### [What this task involves]
Reproduce each of the items below verbatim, line by line.

### [Data to process]
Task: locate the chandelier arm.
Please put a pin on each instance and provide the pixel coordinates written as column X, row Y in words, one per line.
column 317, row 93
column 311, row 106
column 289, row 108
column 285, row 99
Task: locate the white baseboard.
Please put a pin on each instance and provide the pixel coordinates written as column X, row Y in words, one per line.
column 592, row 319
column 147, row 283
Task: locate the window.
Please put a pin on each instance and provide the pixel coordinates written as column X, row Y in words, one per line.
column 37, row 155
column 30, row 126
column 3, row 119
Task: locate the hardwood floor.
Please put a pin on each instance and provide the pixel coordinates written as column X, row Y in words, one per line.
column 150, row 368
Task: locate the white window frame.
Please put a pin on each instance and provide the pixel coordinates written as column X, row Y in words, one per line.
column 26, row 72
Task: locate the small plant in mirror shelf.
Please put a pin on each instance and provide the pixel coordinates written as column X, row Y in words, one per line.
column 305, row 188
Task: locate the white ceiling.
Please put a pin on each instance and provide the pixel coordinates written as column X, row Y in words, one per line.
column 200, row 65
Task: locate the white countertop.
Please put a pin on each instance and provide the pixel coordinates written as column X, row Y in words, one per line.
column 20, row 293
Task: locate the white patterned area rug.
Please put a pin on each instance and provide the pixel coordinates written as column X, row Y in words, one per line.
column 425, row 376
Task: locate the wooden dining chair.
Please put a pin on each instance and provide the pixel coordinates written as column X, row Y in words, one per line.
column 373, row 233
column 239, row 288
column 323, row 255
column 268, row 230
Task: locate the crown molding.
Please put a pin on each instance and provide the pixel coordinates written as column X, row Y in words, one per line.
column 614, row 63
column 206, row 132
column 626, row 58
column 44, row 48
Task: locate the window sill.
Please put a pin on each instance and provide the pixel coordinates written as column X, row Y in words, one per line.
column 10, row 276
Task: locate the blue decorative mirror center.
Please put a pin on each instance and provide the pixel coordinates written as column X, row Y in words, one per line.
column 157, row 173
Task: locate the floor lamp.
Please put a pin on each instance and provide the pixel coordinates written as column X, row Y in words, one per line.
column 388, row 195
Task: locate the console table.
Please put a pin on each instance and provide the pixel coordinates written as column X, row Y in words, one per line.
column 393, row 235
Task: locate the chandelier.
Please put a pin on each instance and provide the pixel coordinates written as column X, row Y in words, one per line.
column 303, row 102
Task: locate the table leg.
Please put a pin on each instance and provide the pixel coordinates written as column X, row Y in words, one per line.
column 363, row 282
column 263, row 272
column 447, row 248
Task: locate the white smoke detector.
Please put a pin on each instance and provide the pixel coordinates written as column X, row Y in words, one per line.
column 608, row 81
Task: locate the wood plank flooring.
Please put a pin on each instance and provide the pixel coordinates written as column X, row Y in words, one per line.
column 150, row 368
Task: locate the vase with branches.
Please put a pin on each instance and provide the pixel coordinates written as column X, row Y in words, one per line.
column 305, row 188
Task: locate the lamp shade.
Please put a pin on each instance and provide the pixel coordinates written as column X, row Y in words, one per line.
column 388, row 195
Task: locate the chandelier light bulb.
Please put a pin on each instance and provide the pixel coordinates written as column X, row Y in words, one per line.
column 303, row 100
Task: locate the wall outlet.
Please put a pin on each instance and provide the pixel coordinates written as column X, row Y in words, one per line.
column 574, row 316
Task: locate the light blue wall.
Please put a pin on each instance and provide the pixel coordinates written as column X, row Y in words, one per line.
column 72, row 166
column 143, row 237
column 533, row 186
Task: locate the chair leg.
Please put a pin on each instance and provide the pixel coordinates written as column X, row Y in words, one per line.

### [Exercise output]
Task: locate the chandelier arm.
Please put a pin on each instance and provide the pixel coordinates written as column X, row Y in words, one per line.
column 317, row 93
column 311, row 106
column 289, row 108
column 285, row 99
Task: locate the white baseboard.
Please put a pin on each instance and provide the pixel coordinates written as column X, row Y in words, one per line.
column 592, row 319
column 147, row 283
Task: locate the window.
Please put a pin on each instance and provide the pixel coordinates written as column X, row Y in words, one per line.
column 37, row 155
column 30, row 126
column 3, row 119
Task: locate the hardwood floor.
Please put a pin on each instance and provide the pixel coordinates written as column X, row Y in words, one per line.
column 150, row 368
Task: locate the white window frame.
Please put a pin on each instance and provide the pixel coordinates written as column X, row Y in words, one per line.
column 26, row 72
Task: locate the small plant in mirror shelf.
Please put a pin on each instance and provide the pixel coordinates written as column X, row Y in words, one per line.
column 305, row 188
Task: locate the white ceiling.
Please put a pin on each instance and provide the pixel coordinates written as column X, row Y in words, one per line.
column 200, row 65
Task: locate the white countertop.
Please put a pin on each instance and provide the pixel coordinates written as column X, row Y in words, one per line.
column 20, row 293
Task: locate the white patterned area rug.
Please put a pin on each instance and provide the pixel coordinates written as column X, row Y in words, one per line.
column 425, row 376
Task: locate the wooden dining chair.
Please put a pin on each instance and provide the pixel coordinates written as column X, row Y in words, one per line.
column 373, row 233
column 239, row 288
column 323, row 255
column 268, row 230
Task: locate the crown molding.
Please put a pin on each instance and provide the pixel coordinates written as column X, row Y in words, one per line.
column 614, row 63
column 206, row 132
column 626, row 58
column 44, row 48
Task: locate the window sill.
Please put a pin on each instance and provide the pixel coordinates written as column X, row Y in words, one per line.
column 10, row 276
Task: locate the blue decorative mirror center.
Please put a pin on each instance and provide the pixel coordinates written as column X, row Y in words, one per line.
column 157, row 173
Task: locate the floor lamp.
Please put a pin on each instance and provide the pixel coordinates written as column X, row Y in words, one per line.
column 388, row 195
Task: locate the console table.
Please put a pin on each instance and provide the pixel coordinates written as column X, row Y in words, one per line.
column 393, row 235
Task: locate the chandelier.
Please put a pin on each instance and provide the pixel coordinates written as column X, row Y in words, one per line.
column 303, row 102
Task: locate the table leg.
Please put a pin on each instance and provide the pixel coordinates written as column X, row Y in words, one per line.
column 363, row 282
column 263, row 272
column 447, row 248
Task: locate the white smoke detector.
Please put a pin on each instance and provide the pixel coordinates written as column X, row Y in words, one per line.
column 608, row 81
Task: locate the wood plank flooring.
Please put a pin on each instance and provide the pixel coordinates written as column X, row Y in words, one per line.
column 150, row 368
Task: locate the vase with branches.
Please put a pin on each instance and provide the pixel coordinates written as column X, row Y in words, one per line.
column 305, row 188
Task: locate the lamp shade.
Please put a pin on each instance and provide the pixel coordinates written as column X, row Y in words, one per line.
column 388, row 195
Task: locate the chandelier light bulb.
Please put a pin on each instance and provide the pixel coordinates written as column X, row Y in words, one per line.
column 303, row 100
Task: locate the wall outlet.
Please put a pin on each instance and provide the pixel coordinates written as column X, row Y in words, one per line.
column 574, row 316
Task: locate the light blue wall.
Please put a pin on each instance and provide the pixel coordinates written as column X, row Y in words, one per line.
column 72, row 166
column 143, row 237
column 533, row 186
Task: locate the chair leg.
Please put a pin on each instance and provide the pixel coordinates written as column X, row Y in words, one per line.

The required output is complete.